*WRITTEN REQUEST:* Give back every record below line for line, with no changes of any kind.

begin DATASET ROWS

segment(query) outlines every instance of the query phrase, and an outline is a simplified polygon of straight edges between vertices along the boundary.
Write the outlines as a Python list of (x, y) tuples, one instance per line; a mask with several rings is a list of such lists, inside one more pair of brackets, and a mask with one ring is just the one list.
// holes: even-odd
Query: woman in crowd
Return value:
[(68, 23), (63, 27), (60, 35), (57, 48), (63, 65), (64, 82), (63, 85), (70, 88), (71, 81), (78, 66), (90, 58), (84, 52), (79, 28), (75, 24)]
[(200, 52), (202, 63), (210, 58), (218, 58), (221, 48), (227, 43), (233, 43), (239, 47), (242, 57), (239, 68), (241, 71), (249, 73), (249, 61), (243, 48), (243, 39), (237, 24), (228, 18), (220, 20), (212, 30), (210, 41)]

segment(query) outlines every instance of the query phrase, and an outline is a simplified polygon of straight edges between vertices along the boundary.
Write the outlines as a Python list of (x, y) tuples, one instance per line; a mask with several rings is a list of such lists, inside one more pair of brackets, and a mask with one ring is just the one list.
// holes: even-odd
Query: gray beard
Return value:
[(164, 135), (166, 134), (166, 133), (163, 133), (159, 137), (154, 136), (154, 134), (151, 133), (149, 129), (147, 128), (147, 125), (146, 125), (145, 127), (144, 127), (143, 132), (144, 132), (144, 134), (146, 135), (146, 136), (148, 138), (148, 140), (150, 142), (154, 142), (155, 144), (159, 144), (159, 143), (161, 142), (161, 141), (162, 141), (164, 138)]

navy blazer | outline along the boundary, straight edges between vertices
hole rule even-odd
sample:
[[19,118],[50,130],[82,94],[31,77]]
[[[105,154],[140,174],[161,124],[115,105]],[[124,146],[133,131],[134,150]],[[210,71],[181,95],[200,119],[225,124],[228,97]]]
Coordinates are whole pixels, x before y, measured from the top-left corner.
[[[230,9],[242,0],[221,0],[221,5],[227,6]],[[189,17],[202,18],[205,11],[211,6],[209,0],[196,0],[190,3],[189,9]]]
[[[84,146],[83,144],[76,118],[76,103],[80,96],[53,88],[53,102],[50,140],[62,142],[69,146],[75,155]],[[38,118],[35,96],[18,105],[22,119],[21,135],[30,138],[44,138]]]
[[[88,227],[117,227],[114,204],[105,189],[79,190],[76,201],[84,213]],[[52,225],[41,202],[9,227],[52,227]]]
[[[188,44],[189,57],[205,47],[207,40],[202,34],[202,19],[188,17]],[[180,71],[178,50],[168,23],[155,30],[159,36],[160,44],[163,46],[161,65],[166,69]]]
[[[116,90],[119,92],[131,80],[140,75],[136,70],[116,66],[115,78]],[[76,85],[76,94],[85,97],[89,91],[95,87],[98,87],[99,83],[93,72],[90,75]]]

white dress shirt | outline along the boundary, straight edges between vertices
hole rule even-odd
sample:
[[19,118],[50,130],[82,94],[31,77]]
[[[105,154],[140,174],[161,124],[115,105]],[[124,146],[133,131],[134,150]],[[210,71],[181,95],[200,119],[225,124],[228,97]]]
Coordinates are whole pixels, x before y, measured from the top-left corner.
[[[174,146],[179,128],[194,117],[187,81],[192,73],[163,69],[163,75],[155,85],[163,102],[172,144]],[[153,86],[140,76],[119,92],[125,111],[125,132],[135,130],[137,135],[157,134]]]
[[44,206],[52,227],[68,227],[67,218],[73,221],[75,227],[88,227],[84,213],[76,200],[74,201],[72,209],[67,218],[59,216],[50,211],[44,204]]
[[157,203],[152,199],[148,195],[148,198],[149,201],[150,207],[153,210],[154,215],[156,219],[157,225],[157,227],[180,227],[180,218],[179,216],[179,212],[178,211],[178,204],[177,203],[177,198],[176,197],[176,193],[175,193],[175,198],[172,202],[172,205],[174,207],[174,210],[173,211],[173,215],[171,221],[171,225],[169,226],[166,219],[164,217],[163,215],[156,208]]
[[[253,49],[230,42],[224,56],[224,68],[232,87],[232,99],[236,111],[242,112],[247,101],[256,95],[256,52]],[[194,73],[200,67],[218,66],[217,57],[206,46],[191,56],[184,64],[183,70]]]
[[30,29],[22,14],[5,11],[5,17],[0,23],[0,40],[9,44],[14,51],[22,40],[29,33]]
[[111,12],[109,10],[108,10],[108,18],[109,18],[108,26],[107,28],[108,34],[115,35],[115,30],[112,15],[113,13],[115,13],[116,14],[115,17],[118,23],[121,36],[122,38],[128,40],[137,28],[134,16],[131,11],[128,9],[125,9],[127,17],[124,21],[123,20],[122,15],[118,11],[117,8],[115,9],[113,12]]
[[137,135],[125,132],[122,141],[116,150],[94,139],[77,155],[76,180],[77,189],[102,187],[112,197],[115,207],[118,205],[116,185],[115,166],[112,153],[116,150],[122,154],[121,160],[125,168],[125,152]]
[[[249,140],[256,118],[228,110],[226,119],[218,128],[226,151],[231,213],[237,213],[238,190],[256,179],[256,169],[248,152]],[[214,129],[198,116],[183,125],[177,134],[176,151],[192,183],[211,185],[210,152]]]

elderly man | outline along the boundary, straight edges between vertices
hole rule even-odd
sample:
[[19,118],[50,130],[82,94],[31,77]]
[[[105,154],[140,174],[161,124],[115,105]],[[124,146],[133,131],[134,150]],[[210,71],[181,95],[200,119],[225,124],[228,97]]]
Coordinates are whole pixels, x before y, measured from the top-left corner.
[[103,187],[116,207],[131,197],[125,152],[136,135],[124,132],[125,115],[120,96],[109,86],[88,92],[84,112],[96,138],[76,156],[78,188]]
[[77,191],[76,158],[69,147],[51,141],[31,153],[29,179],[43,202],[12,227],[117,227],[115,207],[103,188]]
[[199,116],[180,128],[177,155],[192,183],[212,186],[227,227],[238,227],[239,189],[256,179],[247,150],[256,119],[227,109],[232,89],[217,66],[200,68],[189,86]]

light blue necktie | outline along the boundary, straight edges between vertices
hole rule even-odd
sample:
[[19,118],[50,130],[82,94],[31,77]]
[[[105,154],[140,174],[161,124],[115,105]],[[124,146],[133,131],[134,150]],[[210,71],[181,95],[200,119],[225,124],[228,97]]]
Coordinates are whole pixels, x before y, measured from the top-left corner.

end DATASET ROWS

*FULL SOLUTION:*
segment(query) outlines every instance of the query phrase, and an outline is a simplified polygon of straight edges between vertices along the boundary.
Write the outlines as a Python list of (x, y) tuples, one instance per line; a mask with several rings is a list of such lists, inside one more pair of brackets, and a mask with one ring is just the one list.
// holes: even-odd
Query: woman in crowd
Return value:
[(68, 23), (63, 27), (60, 35), (57, 48), (63, 65), (64, 82), (63, 85), (70, 88), (71, 81), (78, 66), (90, 58), (84, 52), (79, 28), (75, 24)]
[(200, 52), (202, 63), (210, 58), (218, 58), (221, 48), (227, 43), (233, 43), (239, 47), (242, 57), (239, 68), (241, 71), (249, 73), (249, 61), (243, 48), (243, 39), (237, 24), (228, 18), (220, 20), (212, 30), (210, 41)]

segment(query) outlines every instance of the query phrase, and an outline is a simplified polygon of straight edges between vertices along the boundary.
Write the outlines as a Python list of (x, y) tuples, one instance per line; a mask with several rings is a list of such lists, inside one more pair of brackets, and a mask with one ring is just the one list.
// holes: even-odd
Query: gray beard
Return value:
[(164, 135), (166, 134), (166, 133), (163, 133), (159, 137), (154, 136), (154, 134), (151, 133), (149, 129), (147, 128), (147, 125), (146, 125), (145, 127), (144, 127), (143, 132), (144, 132), (144, 134), (146, 135), (146, 136), (148, 138), (148, 140), (150, 142), (154, 142), (155, 144), (159, 144), (159, 143), (161, 142), (161, 141), (162, 141), (164, 138)]

navy blazer | outline along the boundary, straight edges between vertices
hole rule even-odd
sample:
[[19,118],[50,130],[82,94],[31,77]]
[[[105,154],[140,174],[161,124],[115,105]],[[124,146],[133,131],[134,150]],[[210,71],[181,95],[200,119],[225,124],[228,97]]]
Coordinates are whole pixels, x before y, measured from the top-left corner.
[[[230,9],[242,0],[221,0],[221,5],[227,6]],[[189,17],[202,18],[205,11],[211,6],[209,0],[196,0],[190,3],[189,9]]]
[[[84,146],[83,144],[76,118],[76,103],[80,96],[53,88],[53,102],[50,140],[62,142],[69,146],[75,155]],[[38,118],[35,96],[18,105],[22,119],[21,135],[30,138],[44,138]]]
[[[88,227],[117,227],[114,204],[105,189],[79,190],[76,201],[84,213]],[[52,225],[41,202],[9,227],[52,227]]]
[[[188,44],[189,57],[205,47],[207,40],[202,34],[202,19],[188,17]],[[180,71],[178,50],[168,23],[155,30],[159,36],[160,44],[163,46],[161,65],[166,69]]]
[[[116,90],[119,92],[131,80],[140,75],[136,70],[116,66],[115,78]],[[76,85],[76,94],[85,97],[89,91],[95,87],[98,87],[99,83],[93,72],[90,75]]]

white dress shirt | outline along the boundary, straight edges between vertices
hole rule even-odd
sample:
[[19,118],[50,130],[82,94],[31,77]]
[[[105,154],[140,174],[161,124],[115,105]],[[124,146],[133,131],[134,150]],[[210,71],[181,95],[200,119],[225,124],[228,97]]]
Coordinates are whole pixels, x before y, measured from the top-left corner.
[[[174,146],[179,128],[194,117],[187,81],[192,73],[163,69],[163,75],[155,85],[163,102],[172,144]],[[153,86],[140,76],[119,92],[125,111],[125,132],[135,130],[137,135],[157,134]]]
[[44,206],[52,227],[68,227],[67,218],[73,221],[75,227],[88,227],[84,213],[76,200],[74,201],[72,209],[67,218],[59,216],[50,211],[44,204]]
[[157,203],[152,199],[148,195],[148,198],[149,201],[150,207],[153,210],[154,215],[156,219],[157,225],[157,227],[180,227],[180,218],[179,216],[179,212],[178,211],[178,204],[177,203],[177,198],[176,197],[176,193],[175,193],[175,198],[172,202],[172,205],[174,207],[174,210],[173,211],[173,215],[171,221],[171,225],[169,226],[166,219],[164,217],[163,215],[156,208]]
[[[253,49],[230,42],[224,56],[224,68],[232,87],[232,99],[236,111],[242,112],[247,101],[256,95],[256,52]],[[194,73],[200,67],[218,66],[217,57],[206,46],[191,56],[184,64],[183,70]]]
[[30,29],[22,14],[5,11],[5,17],[0,23],[0,40],[9,44],[14,51],[22,40],[29,33]]
[[111,12],[109,10],[108,10],[108,18],[109,18],[108,26],[107,28],[108,34],[115,35],[115,30],[112,15],[113,13],[115,13],[116,14],[115,17],[118,23],[121,36],[122,38],[128,40],[137,28],[134,16],[131,11],[128,9],[125,9],[127,17],[124,21],[123,20],[122,15],[118,11],[117,8],[115,9],[113,12]]
[[137,135],[125,132],[122,141],[116,150],[94,139],[77,155],[76,180],[77,189],[102,187],[112,197],[115,207],[118,205],[116,185],[115,166],[112,153],[116,150],[122,154],[121,160],[125,168],[125,152]]
[[[249,140],[256,118],[228,110],[226,119],[218,128],[226,151],[231,213],[237,213],[238,190],[256,179],[256,169],[248,152]],[[214,129],[198,116],[183,125],[177,134],[176,151],[192,183],[211,185],[210,152]]]

elderly man | outline along the boundary, straight edges between vertices
hole rule even-odd
sample:
[[19,118],[50,130],[82,94],[31,77]]
[[[105,154],[140,174],[161,124],[115,105]],[[124,146],[133,131],[134,150]],[[210,71],[181,95],[200,119],[225,124],[228,97]]]
Coordinates are whole pixels, x before y, measured from the top-left corner.
[[103,187],[116,207],[131,197],[125,152],[136,135],[124,132],[125,115],[120,96],[109,86],[88,92],[84,112],[96,138],[76,156],[78,188]]
[[77,191],[76,158],[69,147],[51,141],[31,153],[29,179],[43,202],[12,227],[117,227],[115,207],[103,188]]
[[199,116],[180,128],[177,155],[192,183],[212,186],[227,227],[238,227],[239,189],[256,179],[247,150],[256,119],[227,109],[232,89],[217,66],[200,68],[189,86]]

light blue necktie | outline along the boundary, straight edges between vertices
hole rule even-odd
sample:
[[19,118],[50,130],[82,94],[31,77]]
[[[105,154],[140,174],[161,124],[115,105]],[[124,146],[133,131],[134,150]],[[210,71],[181,95],[200,119],[225,124],[228,97]]]
Coordinates are whole pixels, x before y, measured from the top-left corner.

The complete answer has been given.